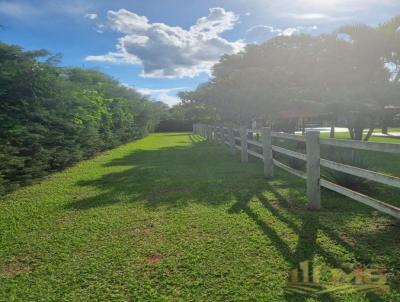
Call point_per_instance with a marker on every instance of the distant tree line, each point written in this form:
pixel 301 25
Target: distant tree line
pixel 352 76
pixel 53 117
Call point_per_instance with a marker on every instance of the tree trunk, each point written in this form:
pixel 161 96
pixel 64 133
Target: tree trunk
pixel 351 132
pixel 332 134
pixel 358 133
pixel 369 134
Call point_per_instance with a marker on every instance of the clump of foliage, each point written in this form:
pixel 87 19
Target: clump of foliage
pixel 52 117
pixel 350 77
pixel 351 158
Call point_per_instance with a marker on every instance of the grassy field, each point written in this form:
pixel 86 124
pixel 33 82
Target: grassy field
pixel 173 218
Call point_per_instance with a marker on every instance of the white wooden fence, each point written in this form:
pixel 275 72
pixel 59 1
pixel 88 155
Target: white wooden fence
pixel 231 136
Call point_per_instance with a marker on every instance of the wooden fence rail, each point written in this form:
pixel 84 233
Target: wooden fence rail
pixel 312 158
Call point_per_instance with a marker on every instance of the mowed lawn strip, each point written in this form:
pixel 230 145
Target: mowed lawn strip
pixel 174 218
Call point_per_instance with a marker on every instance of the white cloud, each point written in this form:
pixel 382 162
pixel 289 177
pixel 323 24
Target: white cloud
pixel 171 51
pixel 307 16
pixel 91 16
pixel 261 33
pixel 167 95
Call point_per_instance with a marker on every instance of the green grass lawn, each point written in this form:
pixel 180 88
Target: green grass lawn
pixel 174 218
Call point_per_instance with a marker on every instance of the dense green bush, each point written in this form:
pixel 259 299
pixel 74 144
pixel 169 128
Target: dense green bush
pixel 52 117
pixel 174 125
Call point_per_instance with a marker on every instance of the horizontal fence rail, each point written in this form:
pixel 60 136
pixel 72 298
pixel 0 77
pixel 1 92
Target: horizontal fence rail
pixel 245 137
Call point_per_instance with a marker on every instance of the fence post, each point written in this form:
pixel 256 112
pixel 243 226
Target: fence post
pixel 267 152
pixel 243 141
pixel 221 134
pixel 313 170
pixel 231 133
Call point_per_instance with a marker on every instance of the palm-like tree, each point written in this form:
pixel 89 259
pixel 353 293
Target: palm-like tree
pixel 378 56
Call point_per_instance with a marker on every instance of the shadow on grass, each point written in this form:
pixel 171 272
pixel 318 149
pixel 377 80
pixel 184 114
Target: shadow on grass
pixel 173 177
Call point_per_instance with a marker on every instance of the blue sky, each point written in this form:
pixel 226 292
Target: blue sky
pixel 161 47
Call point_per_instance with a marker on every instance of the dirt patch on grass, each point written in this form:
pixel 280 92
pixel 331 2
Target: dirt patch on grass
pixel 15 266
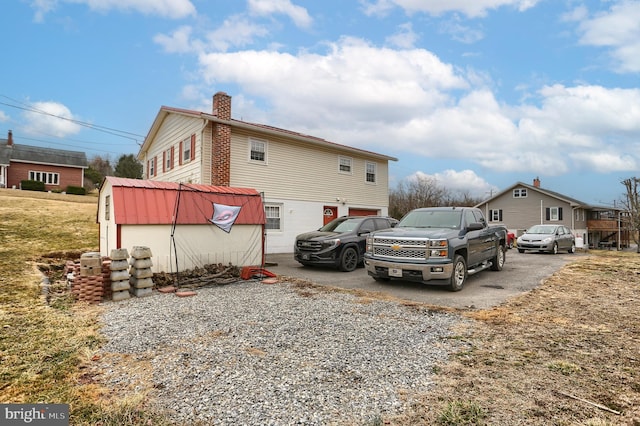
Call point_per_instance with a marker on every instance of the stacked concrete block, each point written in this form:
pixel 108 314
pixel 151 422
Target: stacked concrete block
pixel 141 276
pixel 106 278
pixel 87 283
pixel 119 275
========
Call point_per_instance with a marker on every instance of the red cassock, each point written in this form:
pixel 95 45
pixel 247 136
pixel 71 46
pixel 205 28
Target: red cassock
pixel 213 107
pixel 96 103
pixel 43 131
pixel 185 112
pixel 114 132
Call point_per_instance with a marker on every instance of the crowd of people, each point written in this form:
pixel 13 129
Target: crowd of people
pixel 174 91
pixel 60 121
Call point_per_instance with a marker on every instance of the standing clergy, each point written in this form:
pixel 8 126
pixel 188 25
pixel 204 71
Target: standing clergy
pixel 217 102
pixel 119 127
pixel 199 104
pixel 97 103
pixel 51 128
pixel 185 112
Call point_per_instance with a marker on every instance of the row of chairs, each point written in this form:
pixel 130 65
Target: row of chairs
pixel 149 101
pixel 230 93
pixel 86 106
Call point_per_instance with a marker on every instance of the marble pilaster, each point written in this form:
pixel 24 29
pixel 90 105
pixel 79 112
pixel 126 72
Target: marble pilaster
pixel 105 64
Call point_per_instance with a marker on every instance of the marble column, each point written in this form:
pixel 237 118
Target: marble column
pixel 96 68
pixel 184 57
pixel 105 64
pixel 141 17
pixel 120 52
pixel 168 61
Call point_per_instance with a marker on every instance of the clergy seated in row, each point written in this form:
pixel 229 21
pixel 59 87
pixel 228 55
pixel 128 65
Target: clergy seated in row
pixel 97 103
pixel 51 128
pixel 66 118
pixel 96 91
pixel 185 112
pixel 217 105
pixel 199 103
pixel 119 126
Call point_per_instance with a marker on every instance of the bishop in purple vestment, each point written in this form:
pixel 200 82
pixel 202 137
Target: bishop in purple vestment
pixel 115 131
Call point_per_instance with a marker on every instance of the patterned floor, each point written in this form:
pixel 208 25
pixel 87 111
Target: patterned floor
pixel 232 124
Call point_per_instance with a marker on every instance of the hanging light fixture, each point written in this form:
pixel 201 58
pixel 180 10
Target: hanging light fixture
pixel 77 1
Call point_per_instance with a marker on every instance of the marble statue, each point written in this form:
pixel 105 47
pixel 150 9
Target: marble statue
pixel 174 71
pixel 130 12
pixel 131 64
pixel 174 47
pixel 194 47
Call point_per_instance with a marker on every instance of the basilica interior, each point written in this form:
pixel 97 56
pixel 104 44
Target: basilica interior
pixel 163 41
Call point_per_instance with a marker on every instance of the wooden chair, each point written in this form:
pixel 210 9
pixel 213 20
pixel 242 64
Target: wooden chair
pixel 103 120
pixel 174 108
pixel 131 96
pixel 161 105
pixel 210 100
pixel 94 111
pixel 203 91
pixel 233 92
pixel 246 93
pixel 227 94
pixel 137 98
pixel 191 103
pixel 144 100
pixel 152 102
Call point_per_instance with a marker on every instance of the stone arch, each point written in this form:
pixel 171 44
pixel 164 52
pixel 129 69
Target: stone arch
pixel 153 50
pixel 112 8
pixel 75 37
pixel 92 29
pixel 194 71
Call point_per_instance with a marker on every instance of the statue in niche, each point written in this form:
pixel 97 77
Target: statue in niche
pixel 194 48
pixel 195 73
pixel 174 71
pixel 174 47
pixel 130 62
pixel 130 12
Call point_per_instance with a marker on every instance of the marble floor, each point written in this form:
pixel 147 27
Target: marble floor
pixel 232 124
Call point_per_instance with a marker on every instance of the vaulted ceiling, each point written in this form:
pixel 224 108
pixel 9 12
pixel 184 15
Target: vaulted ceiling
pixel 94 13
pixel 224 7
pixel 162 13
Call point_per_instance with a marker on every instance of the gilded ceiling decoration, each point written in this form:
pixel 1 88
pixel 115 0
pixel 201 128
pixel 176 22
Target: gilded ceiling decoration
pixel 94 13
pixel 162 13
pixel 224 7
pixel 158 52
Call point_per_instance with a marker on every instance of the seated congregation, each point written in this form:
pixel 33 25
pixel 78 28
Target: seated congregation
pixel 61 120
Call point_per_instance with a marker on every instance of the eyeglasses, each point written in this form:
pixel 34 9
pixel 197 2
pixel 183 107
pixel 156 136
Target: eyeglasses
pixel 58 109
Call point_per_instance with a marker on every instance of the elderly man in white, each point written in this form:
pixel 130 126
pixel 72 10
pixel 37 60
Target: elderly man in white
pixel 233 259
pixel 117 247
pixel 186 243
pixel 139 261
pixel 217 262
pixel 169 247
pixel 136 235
========
▶ EXERCISE
For this task, write out exactly the lines of the entries above, starting at the line with "Target: gilded ceiling decoration" and ending at the line with "pixel 37 60", both included, and no others.

▶ ANSWER BELOW
Target: gilded ceiling decoration
pixel 94 13
pixel 162 13
pixel 224 7
pixel 158 52
Call point_per_instance with a marker on every instance of the seated congregation, each point written in this form:
pixel 33 25
pixel 78 28
Target: seated congregation
pixel 61 120
Call point_per_instance with a marker on every instance of the eyeglasses, each point written in this form:
pixel 34 9
pixel 197 2
pixel 183 107
pixel 156 136
Target: eyeglasses
pixel 58 109
Call point_per_instance with a marker on every instance of the elderly man in white, each point written in this form:
pixel 130 126
pixel 72 10
pixel 37 60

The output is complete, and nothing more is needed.